- [Exercise goal]: Please rewrite the listing below as a numbered list with no blank lines, starting at the line that contains "Would you be able to mark the sea" and continuing through the end of the listing, and leave out the pictures.

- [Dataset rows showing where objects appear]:
((

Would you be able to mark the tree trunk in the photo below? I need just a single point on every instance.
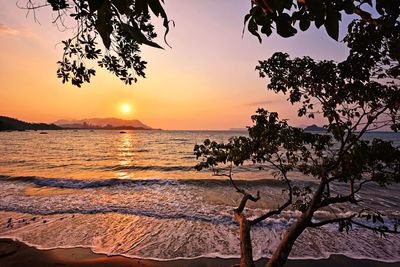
(281, 254)
(246, 250)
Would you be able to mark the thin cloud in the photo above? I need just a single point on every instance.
(261, 103)
(7, 31)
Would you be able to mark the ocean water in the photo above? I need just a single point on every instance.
(137, 194)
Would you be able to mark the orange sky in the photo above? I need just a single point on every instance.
(206, 81)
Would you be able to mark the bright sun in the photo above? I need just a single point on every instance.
(125, 108)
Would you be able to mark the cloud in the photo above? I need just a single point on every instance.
(7, 31)
(261, 103)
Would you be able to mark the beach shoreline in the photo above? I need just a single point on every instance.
(17, 254)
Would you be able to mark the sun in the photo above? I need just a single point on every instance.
(125, 108)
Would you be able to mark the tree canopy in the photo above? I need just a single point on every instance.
(355, 96)
(123, 27)
(111, 32)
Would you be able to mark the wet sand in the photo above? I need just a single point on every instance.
(17, 254)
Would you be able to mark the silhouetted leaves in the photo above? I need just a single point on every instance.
(123, 26)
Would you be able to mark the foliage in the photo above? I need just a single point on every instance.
(284, 14)
(123, 26)
(355, 96)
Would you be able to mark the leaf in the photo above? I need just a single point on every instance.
(136, 35)
(304, 24)
(158, 10)
(95, 5)
(253, 28)
(284, 26)
(103, 23)
(332, 23)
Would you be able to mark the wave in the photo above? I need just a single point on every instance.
(68, 183)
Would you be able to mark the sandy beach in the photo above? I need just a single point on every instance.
(17, 254)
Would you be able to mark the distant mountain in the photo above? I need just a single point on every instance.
(314, 128)
(103, 123)
(11, 124)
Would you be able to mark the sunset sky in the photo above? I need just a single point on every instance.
(206, 81)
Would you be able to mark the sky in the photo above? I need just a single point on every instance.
(207, 80)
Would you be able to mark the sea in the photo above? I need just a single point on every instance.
(137, 194)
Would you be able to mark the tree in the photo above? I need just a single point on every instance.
(355, 96)
(123, 26)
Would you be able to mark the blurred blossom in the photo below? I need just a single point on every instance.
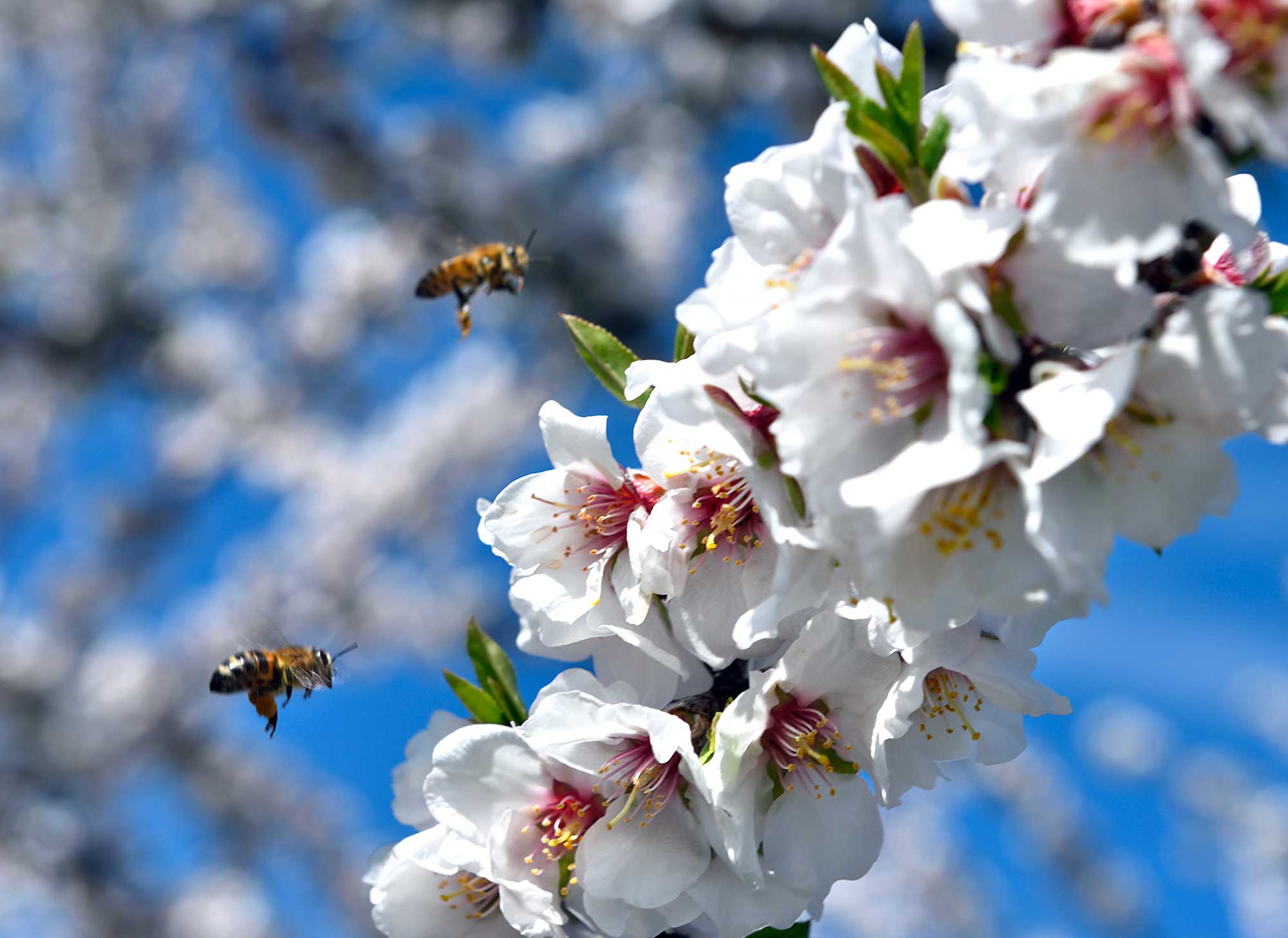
(219, 904)
(1125, 739)
(913, 891)
(216, 237)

))

- [The reply]:
1. Would you be able to mark the sea in the photo above? I need just a single point on every instance.
2. (137, 194)
3. Would you be able to mark the tree in the photo above? I need just a single point on every instance.
4. (355, 96)
5. (123, 26)
6. Would you be able to mark the blurred blossom in the photo below? I need just a single point on every instance.
7. (219, 904)
8. (1125, 739)
9. (913, 891)
10. (216, 237)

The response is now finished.